◆ TASK DESCRIPTION ◆
Your answer should be the lines below from the one with "- Label: woman's chin" to the one with "- Label: woman's shoulder", both included, given again exactly and with nothing added.

◆ RECORDS FOR THIS EXERCISE ◆
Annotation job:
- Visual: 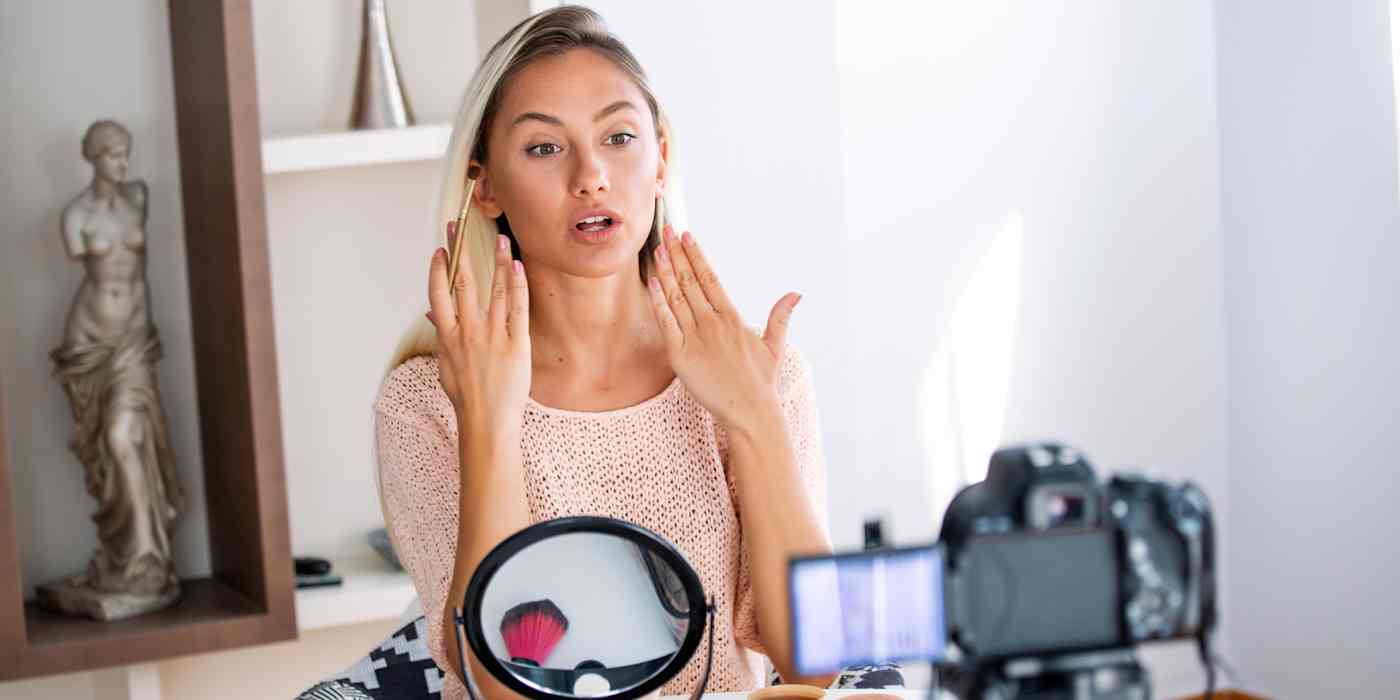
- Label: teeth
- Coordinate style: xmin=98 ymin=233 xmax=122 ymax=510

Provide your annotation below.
xmin=579 ymin=215 xmax=609 ymax=225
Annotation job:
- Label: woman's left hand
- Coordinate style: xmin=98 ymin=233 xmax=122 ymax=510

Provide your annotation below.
xmin=647 ymin=224 xmax=801 ymax=432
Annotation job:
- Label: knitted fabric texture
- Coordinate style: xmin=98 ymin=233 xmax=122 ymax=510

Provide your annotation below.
xmin=373 ymin=343 xmax=830 ymax=699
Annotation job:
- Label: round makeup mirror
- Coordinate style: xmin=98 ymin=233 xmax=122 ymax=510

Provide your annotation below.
xmin=454 ymin=516 xmax=715 ymax=700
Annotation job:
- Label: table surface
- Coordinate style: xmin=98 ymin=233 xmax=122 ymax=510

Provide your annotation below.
xmin=662 ymin=690 xmax=950 ymax=700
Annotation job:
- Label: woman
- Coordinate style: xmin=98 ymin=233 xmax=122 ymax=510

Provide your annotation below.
xmin=374 ymin=7 xmax=833 ymax=697
xmin=49 ymin=120 xmax=184 ymax=606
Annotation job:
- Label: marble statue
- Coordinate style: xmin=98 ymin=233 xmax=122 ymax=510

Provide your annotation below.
xmin=37 ymin=119 xmax=188 ymax=621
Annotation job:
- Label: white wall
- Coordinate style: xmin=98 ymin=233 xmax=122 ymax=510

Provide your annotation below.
xmin=828 ymin=2 xmax=1230 ymax=693
xmin=1216 ymin=0 xmax=1400 ymax=696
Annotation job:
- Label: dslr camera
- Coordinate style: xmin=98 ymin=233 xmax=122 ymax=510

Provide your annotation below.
xmin=788 ymin=443 xmax=1217 ymax=700
xmin=938 ymin=443 xmax=1217 ymax=698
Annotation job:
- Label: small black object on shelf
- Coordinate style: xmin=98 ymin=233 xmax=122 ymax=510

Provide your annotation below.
xmin=294 ymin=556 xmax=332 ymax=576
xmin=295 ymin=572 xmax=344 ymax=590
xmin=863 ymin=517 xmax=886 ymax=550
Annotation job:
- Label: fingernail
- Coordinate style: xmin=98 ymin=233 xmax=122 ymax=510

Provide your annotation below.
xmin=657 ymin=244 xmax=669 ymax=261
xmin=649 ymin=276 xmax=660 ymax=290
xmin=794 ymin=293 xmax=803 ymax=306
xmin=513 ymin=260 xmax=523 ymax=274
xmin=682 ymin=231 xmax=694 ymax=245
xmin=497 ymin=235 xmax=508 ymax=251
xmin=424 ymin=312 xmax=432 ymax=322
xmin=436 ymin=248 xmax=445 ymax=259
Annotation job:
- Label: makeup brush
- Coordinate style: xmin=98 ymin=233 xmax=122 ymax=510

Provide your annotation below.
xmin=446 ymin=164 xmax=482 ymax=291
xmin=500 ymin=599 xmax=569 ymax=667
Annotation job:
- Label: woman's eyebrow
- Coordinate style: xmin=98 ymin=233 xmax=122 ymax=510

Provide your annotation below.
xmin=510 ymin=100 xmax=639 ymax=129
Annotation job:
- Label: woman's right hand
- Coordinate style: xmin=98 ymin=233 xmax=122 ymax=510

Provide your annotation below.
xmin=426 ymin=224 xmax=532 ymax=439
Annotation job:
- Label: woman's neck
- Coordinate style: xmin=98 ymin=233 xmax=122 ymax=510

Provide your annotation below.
xmin=526 ymin=264 xmax=663 ymax=377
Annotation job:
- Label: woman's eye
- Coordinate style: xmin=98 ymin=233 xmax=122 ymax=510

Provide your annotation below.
xmin=526 ymin=143 xmax=561 ymax=157
xmin=607 ymin=132 xmax=636 ymax=146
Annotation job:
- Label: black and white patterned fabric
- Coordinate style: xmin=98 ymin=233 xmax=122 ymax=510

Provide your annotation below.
xmin=831 ymin=663 xmax=908 ymax=689
xmin=296 ymin=617 xmax=445 ymax=700
xmin=296 ymin=616 xmax=905 ymax=699
xmin=769 ymin=661 xmax=907 ymax=690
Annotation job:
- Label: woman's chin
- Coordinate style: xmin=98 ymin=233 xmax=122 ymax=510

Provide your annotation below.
xmin=553 ymin=247 xmax=646 ymax=280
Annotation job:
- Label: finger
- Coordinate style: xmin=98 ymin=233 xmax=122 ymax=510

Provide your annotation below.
xmin=653 ymin=230 xmax=696 ymax=331
xmin=647 ymin=276 xmax=685 ymax=351
xmin=679 ymin=229 xmax=739 ymax=318
xmin=762 ymin=292 xmax=802 ymax=355
xmin=450 ymin=240 xmax=481 ymax=327
xmin=507 ymin=259 xmax=529 ymax=342
xmin=486 ymin=234 xmax=512 ymax=333
xmin=663 ymin=226 xmax=714 ymax=318
xmin=428 ymin=248 xmax=460 ymax=334
xmin=447 ymin=221 xmax=457 ymax=251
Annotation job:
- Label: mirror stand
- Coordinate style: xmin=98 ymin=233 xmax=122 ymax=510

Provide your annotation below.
xmin=686 ymin=597 xmax=714 ymax=700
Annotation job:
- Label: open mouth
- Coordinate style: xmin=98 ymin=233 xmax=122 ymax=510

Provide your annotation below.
xmin=576 ymin=215 xmax=615 ymax=232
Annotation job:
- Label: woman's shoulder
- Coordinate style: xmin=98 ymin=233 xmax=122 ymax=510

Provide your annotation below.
xmin=374 ymin=355 xmax=453 ymax=430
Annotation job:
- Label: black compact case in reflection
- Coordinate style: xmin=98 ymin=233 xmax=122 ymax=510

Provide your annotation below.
xmin=787 ymin=544 xmax=948 ymax=677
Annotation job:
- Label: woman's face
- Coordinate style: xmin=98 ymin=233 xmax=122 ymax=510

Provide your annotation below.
xmin=94 ymin=143 xmax=130 ymax=183
xmin=474 ymin=48 xmax=667 ymax=279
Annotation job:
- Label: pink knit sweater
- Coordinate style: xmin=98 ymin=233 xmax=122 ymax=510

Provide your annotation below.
xmin=372 ymin=343 xmax=830 ymax=698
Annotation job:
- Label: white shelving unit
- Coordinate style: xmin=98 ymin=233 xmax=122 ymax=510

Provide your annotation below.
xmin=294 ymin=558 xmax=418 ymax=632
xmin=262 ymin=123 xmax=453 ymax=174
xmin=262 ymin=122 xmax=444 ymax=633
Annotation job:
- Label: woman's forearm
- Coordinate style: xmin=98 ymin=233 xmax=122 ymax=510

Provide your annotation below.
xmin=725 ymin=407 xmax=836 ymax=688
xmin=442 ymin=424 xmax=532 ymax=700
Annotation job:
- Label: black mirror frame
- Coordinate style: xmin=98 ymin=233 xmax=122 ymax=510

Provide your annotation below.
xmin=455 ymin=516 xmax=711 ymax=700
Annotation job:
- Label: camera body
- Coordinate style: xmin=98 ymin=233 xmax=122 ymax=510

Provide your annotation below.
xmin=786 ymin=442 xmax=1218 ymax=698
xmin=939 ymin=443 xmax=1217 ymax=662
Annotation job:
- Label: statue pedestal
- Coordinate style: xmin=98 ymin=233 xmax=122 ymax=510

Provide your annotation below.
xmin=36 ymin=577 xmax=180 ymax=622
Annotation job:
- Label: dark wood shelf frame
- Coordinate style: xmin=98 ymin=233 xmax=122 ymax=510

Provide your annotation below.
xmin=0 ymin=0 xmax=296 ymax=680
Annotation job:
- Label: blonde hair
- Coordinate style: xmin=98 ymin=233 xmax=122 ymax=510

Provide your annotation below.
xmin=384 ymin=5 xmax=686 ymax=375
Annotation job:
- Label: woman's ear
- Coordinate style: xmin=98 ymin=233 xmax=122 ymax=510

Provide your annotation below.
xmin=655 ymin=136 xmax=669 ymax=197
xmin=468 ymin=159 xmax=504 ymax=218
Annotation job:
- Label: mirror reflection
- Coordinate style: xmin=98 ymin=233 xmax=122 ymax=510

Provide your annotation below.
xmin=478 ymin=531 xmax=690 ymax=695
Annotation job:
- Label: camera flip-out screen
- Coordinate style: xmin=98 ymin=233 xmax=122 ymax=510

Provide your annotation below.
xmin=789 ymin=545 xmax=947 ymax=676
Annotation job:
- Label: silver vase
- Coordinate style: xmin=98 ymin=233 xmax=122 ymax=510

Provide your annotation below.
xmin=350 ymin=0 xmax=415 ymax=129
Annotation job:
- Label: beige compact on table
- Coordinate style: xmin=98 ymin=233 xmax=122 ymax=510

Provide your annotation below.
xmin=747 ymin=685 xmax=828 ymax=700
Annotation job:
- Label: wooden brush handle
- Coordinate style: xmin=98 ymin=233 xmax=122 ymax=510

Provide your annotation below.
xmin=446 ymin=165 xmax=482 ymax=295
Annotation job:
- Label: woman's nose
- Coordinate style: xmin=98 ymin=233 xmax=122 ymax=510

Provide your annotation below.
xmin=571 ymin=148 xmax=609 ymax=196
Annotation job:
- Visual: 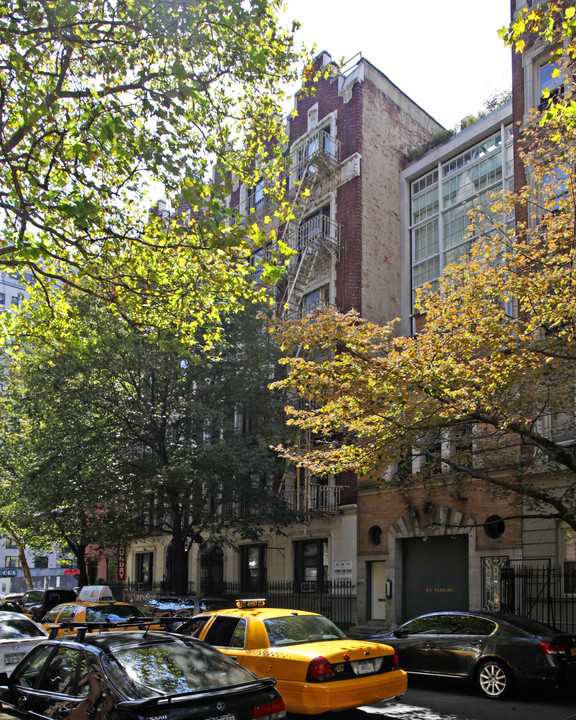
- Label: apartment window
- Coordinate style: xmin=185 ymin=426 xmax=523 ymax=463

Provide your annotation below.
xmin=0 ymin=293 xmax=4 ymax=307
xmin=298 ymin=206 xmax=331 ymax=251
xmin=4 ymin=539 xmax=17 ymax=549
xmin=414 ymin=431 xmax=442 ymax=475
xmin=294 ymin=538 xmax=327 ymax=591
xmin=34 ymin=556 xmax=49 ymax=569
xmin=248 ymin=179 xmax=265 ymax=215
xmin=240 ymin=544 xmax=267 ymax=592
xmin=447 ymin=423 xmax=474 ymax=467
xmin=539 ymin=58 xmax=564 ymax=111
xmin=4 ymin=556 xmax=21 ymax=568
xmin=302 ymin=285 xmax=329 ymax=316
xmin=297 ymin=124 xmax=332 ymax=165
xmin=135 ymin=552 xmax=153 ymax=585
xmin=562 ymin=527 xmax=576 ymax=593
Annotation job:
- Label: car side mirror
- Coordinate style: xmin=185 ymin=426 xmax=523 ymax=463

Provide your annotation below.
xmin=394 ymin=628 xmax=409 ymax=638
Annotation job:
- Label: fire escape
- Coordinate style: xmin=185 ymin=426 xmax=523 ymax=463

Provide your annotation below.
xmin=276 ymin=127 xmax=347 ymax=515
xmin=280 ymin=127 xmax=342 ymax=320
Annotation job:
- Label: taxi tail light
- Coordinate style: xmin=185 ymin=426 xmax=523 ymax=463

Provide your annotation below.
xmin=539 ymin=642 xmax=566 ymax=655
xmin=392 ymin=652 xmax=400 ymax=668
xmin=251 ymin=698 xmax=286 ymax=720
xmin=306 ymin=656 xmax=336 ymax=682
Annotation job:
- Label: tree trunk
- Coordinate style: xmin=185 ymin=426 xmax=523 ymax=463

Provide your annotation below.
xmin=169 ymin=503 xmax=189 ymax=595
xmin=14 ymin=536 xmax=33 ymax=589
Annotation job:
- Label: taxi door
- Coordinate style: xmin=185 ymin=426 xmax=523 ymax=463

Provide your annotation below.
xmin=202 ymin=616 xmax=249 ymax=663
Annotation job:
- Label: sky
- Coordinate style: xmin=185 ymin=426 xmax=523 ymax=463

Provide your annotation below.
xmin=281 ymin=0 xmax=513 ymax=130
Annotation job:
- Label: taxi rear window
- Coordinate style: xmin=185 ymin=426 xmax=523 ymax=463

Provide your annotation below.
xmin=264 ymin=615 xmax=346 ymax=647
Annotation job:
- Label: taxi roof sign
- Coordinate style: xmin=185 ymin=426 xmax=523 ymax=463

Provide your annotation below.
xmin=77 ymin=585 xmax=115 ymax=602
xmin=235 ymin=598 xmax=266 ymax=609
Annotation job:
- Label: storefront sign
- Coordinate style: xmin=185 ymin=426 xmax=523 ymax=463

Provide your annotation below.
xmin=117 ymin=545 xmax=127 ymax=581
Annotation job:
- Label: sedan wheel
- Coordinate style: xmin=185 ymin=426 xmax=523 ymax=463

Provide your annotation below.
xmin=476 ymin=660 xmax=511 ymax=699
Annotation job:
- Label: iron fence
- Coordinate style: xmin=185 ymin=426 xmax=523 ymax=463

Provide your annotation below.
xmin=499 ymin=562 xmax=576 ymax=632
xmin=110 ymin=579 xmax=357 ymax=631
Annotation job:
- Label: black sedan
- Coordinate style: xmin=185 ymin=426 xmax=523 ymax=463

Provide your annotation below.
xmin=370 ymin=611 xmax=576 ymax=699
xmin=0 ymin=625 xmax=285 ymax=720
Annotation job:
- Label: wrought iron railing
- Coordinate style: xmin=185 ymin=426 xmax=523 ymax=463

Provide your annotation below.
xmin=497 ymin=562 xmax=576 ymax=632
xmin=111 ymin=579 xmax=356 ymax=631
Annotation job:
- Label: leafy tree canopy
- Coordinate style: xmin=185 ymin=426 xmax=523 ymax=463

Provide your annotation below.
xmin=1 ymin=291 xmax=295 ymax=592
xmin=0 ymin=0 xmax=305 ymax=346
xmin=272 ymin=8 xmax=576 ymax=534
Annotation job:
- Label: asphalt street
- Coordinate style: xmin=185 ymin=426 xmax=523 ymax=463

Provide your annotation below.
xmin=288 ymin=677 xmax=576 ymax=720
xmin=0 ymin=679 xmax=574 ymax=720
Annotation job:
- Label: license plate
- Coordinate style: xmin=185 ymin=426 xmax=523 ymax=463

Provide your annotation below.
xmin=5 ymin=653 xmax=25 ymax=665
xmin=206 ymin=715 xmax=235 ymax=720
xmin=356 ymin=659 xmax=375 ymax=675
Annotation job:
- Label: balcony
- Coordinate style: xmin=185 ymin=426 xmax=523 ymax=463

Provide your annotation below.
xmin=283 ymin=299 xmax=338 ymax=323
xmin=288 ymin=130 xmax=341 ymax=194
xmin=288 ymin=213 xmax=341 ymax=255
xmin=286 ymin=483 xmax=347 ymax=514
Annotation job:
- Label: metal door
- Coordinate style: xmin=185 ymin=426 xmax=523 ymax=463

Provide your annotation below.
xmin=402 ymin=535 xmax=469 ymax=620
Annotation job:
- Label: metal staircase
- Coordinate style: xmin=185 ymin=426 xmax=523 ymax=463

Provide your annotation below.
xmin=278 ymin=128 xmax=342 ymax=319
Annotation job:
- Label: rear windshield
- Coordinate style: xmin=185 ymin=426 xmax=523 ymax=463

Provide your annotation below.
xmin=496 ymin=614 xmax=561 ymax=635
xmin=103 ymin=639 xmax=258 ymax=698
xmin=0 ymin=617 xmax=45 ymax=639
xmin=264 ymin=614 xmax=347 ymax=647
xmin=85 ymin=605 xmax=142 ymax=622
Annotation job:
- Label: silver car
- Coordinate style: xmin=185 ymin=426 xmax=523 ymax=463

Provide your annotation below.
xmin=0 ymin=611 xmax=48 ymax=672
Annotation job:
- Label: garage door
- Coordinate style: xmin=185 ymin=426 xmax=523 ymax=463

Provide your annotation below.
xmin=402 ymin=535 xmax=468 ymax=620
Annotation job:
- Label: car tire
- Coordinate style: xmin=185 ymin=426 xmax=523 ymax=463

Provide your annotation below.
xmin=475 ymin=659 xmax=512 ymax=699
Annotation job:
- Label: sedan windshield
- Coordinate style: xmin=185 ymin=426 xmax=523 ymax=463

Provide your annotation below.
xmin=104 ymin=639 xmax=258 ymax=699
xmin=264 ymin=615 xmax=347 ymax=647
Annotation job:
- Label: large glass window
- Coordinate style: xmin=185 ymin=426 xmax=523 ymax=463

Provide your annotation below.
xmin=410 ymin=126 xmax=513 ymax=313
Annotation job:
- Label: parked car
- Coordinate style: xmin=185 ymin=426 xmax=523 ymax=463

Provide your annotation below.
xmin=139 ymin=596 xmax=234 ymax=617
xmin=370 ymin=610 xmax=576 ymax=699
xmin=0 ymin=625 xmax=285 ymax=720
xmin=40 ymin=586 xmax=143 ymax=636
xmin=0 ymin=599 xmax=25 ymax=614
xmin=0 ymin=611 xmax=48 ymax=672
xmin=2 ymin=594 xmax=23 ymax=603
xmin=20 ymin=588 xmax=77 ymax=622
xmin=176 ymin=599 xmax=407 ymax=714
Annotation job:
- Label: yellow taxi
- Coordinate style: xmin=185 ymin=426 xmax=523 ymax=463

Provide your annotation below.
xmin=176 ymin=599 xmax=407 ymax=715
xmin=40 ymin=585 xmax=144 ymax=636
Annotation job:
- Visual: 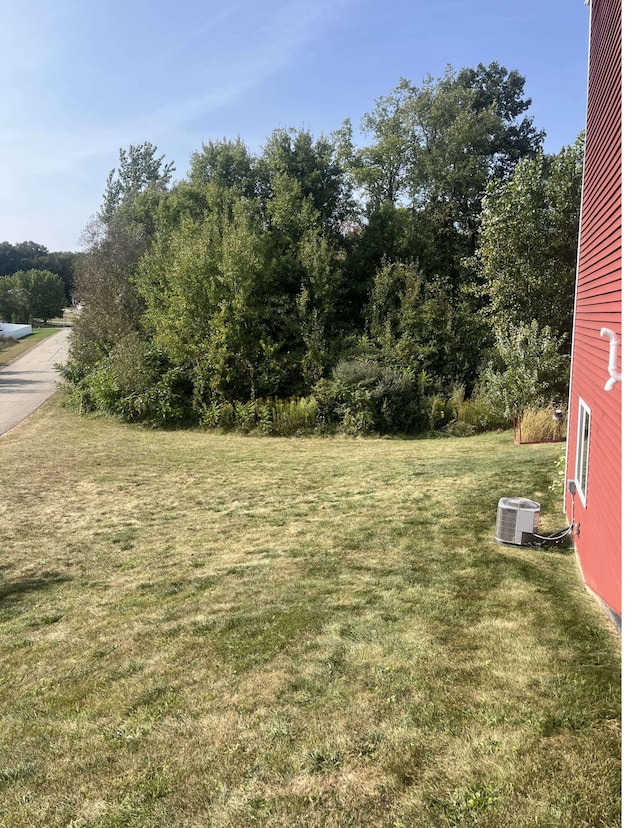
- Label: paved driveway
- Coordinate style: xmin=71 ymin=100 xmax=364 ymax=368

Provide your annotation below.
xmin=0 ymin=328 xmax=71 ymax=437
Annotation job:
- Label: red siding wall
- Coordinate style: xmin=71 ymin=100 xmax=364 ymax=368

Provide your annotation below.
xmin=565 ymin=0 xmax=621 ymax=616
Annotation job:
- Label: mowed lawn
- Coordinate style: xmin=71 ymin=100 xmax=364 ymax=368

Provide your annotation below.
xmin=0 ymin=399 xmax=621 ymax=828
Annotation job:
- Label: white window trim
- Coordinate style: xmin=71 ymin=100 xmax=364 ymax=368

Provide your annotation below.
xmin=575 ymin=398 xmax=591 ymax=506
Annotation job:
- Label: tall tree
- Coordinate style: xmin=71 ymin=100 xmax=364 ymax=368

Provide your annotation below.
xmin=346 ymin=63 xmax=545 ymax=388
xmin=100 ymin=142 xmax=175 ymax=224
xmin=188 ymin=137 xmax=257 ymax=198
xmin=481 ymin=321 xmax=570 ymax=418
xmin=22 ymin=269 xmax=66 ymax=323
xmin=0 ymin=269 xmax=65 ymax=323
xmin=70 ymin=144 xmax=175 ymax=369
xmin=0 ymin=241 xmax=48 ymax=275
xmin=71 ymin=217 xmax=147 ymax=368
xmin=0 ymin=242 xmax=78 ymax=301
xmin=260 ymin=127 xmax=353 ymax=232
xmin=476 ymin=135 xmax=584 ymax=346
xmin=346 ymin=84 xmax=414 ymax=211
xmin=352 ymin=63 xmax=544 ymax=231
xmin=0 ymin=274 xmax=29 ymax=322
xmin=367 ymin=259 xmax=452 ymax=381
xmin=138 ymin=194 xmax=280 ymax=404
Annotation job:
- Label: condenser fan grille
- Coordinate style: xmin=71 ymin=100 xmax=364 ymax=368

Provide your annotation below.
xmin=494 ymin=497 xmax=540 ymax=546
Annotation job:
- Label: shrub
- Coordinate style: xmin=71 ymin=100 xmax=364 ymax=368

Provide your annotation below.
xmin=270 ymin=397 xmax=318 ymax=436
xmin=84 ymin=367 xmax=121 ymax=412
xmin=480 ymin=321 xmax=570 ymax=420
xmin=446 ymin=419 xmax=476 ymax=437
xmin=201 ymin=397 xmax=320 ymax=436
xmin=312 ymin=361 xmax=378 ymax=435
xmin=218 ymin=403 xmax=236 ymax=430
xmin=371 ymin=367 xmax=428 ymax=433
xmin=454 ymin=394 xmax=510 ymax=433
xmin=428 ymin=395 xmax=454 ymax=430
xmin=340 ymin=405 xmax=375 ymax=436
xmin=319 ymin=358 xmax=430 ymax=435
xmin=133 ymin=369 xmax=195 ymax=425
xmin=311 ymin=378 xmax=343 ymax=432
xmin=234 ymin=400 xmax=259 ymax=433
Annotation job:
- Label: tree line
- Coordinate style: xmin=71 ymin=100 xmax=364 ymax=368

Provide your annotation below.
xmin=61 ymin=62 xmax=583 ymax=434
xmin=0 ymin=241 xmax=79 ymax=325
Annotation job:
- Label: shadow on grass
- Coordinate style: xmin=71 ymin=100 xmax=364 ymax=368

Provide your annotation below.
xmin=0 ymin=567 xmax=72 ymax=603
xmin=495 ymin=535 xmax=575 ymax=555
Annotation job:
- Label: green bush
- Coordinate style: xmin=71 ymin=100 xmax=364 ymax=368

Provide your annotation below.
xmin=453 ymin=394 xmax=510 ymax=433
xmin=234 ymin=400 xmax=259 ymax=433
xmin=446 ymin=419 xmax=476 ymax=437
xmin=316 ymin=358 xmax=430 ymax=435
xmin=311 ymin=364 xmax=377 ymax=435
xmin=428 ymin=395 xmax=454 ymax=430
xmin=201 ymin=396 xmax=320 ymax=436
xmin=480 ymin=321 xmax=570 ymax=420
xmin=218 ymin=403 xmax=236 ymax=430
xmin=270 ymin=397 xmax=318 ymax=435
xmin=61 ymin=345 xmax=519 ymax=438
xmin=84 ymin=367 xmax=121 ymax=412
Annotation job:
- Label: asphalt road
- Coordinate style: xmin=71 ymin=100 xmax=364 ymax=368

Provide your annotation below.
xmin=0 ymin=328 xmax=71 ymax=437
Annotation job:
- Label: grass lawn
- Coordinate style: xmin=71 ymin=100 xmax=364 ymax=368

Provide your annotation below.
xmin=0 ymin=399 xmax=621 ymax=828
xmin=0 ymin=324 xmax=64 ymax=366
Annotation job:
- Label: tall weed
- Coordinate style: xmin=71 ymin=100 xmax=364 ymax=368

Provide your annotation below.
xmin=517 ymin=406 xmax=566 ymax=444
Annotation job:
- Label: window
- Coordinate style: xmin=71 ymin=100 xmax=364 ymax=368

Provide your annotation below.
xmin=575 ymin=399 xmax=591 ymax=505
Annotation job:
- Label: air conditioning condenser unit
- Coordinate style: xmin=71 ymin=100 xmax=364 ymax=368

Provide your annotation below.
xmin=494 ymin=497 xmax=540 ymax=546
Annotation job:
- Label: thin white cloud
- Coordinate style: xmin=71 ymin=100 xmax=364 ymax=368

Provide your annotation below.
xmin=0 ymin=0 xmax=360 ymax=248
xmin=137 ymin=0 xmax=359 ymax=136
xmin=3 ymin=0 xmax=357 ymax=161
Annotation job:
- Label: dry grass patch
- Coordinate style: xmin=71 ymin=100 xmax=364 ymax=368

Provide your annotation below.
xmin=515 ymin=406 xmax=566 ymax=444
xmin=0 ymin=399 xmax=620 ymax=827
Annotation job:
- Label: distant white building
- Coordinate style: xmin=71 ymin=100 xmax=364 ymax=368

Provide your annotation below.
xmin=0 ymin=323 xmax=32 ymax=340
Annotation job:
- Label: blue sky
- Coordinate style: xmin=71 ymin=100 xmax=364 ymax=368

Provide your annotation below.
xmin=1 ymin=0 xmax=592 ymax=253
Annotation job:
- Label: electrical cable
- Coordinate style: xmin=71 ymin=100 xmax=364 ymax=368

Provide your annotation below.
xmin=530 ymin=526 xmax=572 ymax=547
xmin=528 ymin=487 xmax=577 ymax=548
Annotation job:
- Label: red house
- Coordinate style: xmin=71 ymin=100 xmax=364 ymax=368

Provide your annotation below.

◆ SOLUTION FOR THIS PROBLEM ◆
- Label: woman's chin
- Coordinate style: xmin=98 ymin=233 xmax=122 ymax=510

Provide your annotation below.
xmin=553 ymin=247 xmax=646 ymax=280
Annotation job:
- Label: finger
- Coordinate style: xmin=98 ymin=233 xmax=122 ymax=510

Provide your annotation below.
xmin=653 ymin=230 xmax=696 ymax=331
xmin=647 ymin=276 xmax=685 ymax=351
xmin=679 ymin=229 xmax=739 ymax=318
xmin=762 ymin=292 xmax=802 ymax=355
xmin=450 ymin=240 xmax=481 ymax=327
xmin=507 ymin=259 xmax=529 ymax=342
xmin=486 ymin=234 xmax=512 ymax=333
xmin=663 ymin=226 xmax=714 ymax=318
xmin=428 ymin=248 xmax=460 ymax=334
xmin=447 ymin=221 xmax=457 ymax=251
Annotation job:
- Label: mirror stand
- Coordinate style: xmin=98 ymin=233 xmax=122 ymax=510

Provide your annotation below.
xmin=686 ymin=597 xmax=714 ymax=700
Annotation job:
- Label: open mouth
- Coordinate style: xmin=98 ymin=233 xmax=122 ymax=510

Provide your annotation below.
xmin=576 ymin=215 xmax=615 ymax=232
Annotation job:
- Label: woman's shoulder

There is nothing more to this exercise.